-- Material for this exercise --
------------------------------------------------------------------------

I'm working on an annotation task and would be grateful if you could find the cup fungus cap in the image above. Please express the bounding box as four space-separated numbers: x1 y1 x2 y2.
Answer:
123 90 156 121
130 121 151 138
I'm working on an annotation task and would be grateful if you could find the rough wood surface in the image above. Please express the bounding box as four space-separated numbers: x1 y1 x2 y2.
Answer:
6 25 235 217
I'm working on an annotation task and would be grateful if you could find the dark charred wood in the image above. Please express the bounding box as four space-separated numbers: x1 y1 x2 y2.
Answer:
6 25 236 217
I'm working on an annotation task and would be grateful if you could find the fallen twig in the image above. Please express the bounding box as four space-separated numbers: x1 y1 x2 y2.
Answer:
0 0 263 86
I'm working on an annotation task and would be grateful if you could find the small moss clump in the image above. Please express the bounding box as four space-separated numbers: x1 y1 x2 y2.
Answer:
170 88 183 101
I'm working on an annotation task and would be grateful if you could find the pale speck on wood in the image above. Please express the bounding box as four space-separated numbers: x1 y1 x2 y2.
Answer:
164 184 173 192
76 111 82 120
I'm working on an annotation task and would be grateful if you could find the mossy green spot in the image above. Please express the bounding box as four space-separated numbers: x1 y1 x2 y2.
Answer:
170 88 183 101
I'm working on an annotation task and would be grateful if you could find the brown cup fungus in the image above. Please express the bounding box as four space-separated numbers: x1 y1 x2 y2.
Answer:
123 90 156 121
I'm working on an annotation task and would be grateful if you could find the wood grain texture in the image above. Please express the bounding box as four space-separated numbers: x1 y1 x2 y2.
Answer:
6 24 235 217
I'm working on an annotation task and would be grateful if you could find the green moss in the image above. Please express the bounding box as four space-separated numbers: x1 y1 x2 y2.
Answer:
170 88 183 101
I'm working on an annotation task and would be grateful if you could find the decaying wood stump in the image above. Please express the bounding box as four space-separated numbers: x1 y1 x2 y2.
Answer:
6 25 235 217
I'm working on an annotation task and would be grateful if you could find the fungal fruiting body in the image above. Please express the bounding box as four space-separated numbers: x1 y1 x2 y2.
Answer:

------------------------------------------------------------------------

-- Task objective --
Rescale the records from the first line through the line containing "6 24 235 217", inclusive, and give those lines again, requests included. Multiply every bounding-box coordinate in the answers by 1.65 and round to whole numbers with halves going up, leaving all other numbers as they are.

-- Finished exercise --
I'm working on an annotation task and would be grateful if you could find the cup fungus cap in the image above. Please express the bounding box as four space-separated numbers: x1 y1 x2 y2.
Answer:
203 149 257 200
215 200 249 228
I'm working on an annotation task and would be grateful if you could find the rough wood surface in the image above. Please express the bounding box as four space-separated numbers: x1 y1 x2 y2.
Answer:
10 41 388 358
I'm working on an annotation task and would be grateful if you could find the dark charred wood in the image above. Please express the bounding box as four space-separated numbers: x1 y1 x2 y2.
Answer:
10 41 389 358
I'm working on an annotation task and would be grateful if you could find the fallen twig in the image above. Please express the bounding box as four space-separated numbers: x1 y1 x2 y2.
Answer:
0 0 434 142
I'm working on an annotation task and would be grateful if you could find the small moss clump in the image above. Please express the bounding box as four space-separated numbers: x1 y1 x2 y2.
Answer:
281 145 302 167
I'm working on an annotation task and would be grateful if you could find the pale speck on wood in the image above. Please express the bounding box as four space-separated numbers: x1 y1 x2 y2.
Answer:
271 304 285 317
125 183 135 198
I'm working on an annotation task and would be grateful if you could find the mossy green spot in the image above. Please express the bounding box as four space-separated numbers: x1 y1 x2 y2.
Answer:
281 145 302 167
I'm working on an annotation task and would be grateful if you could find the brown cup fungus in the image above. Please express the bounding box as four space-separated numbers: x1 y1 x2 y2.
Answer:
203 149 257 200
I'm working on an annotation task and would be grateful if you could find the wood grain texture in the image above. Please express the bounding box as four space-separated numbers: x1 y1 x2 y2.
Answer:
10 40 388 358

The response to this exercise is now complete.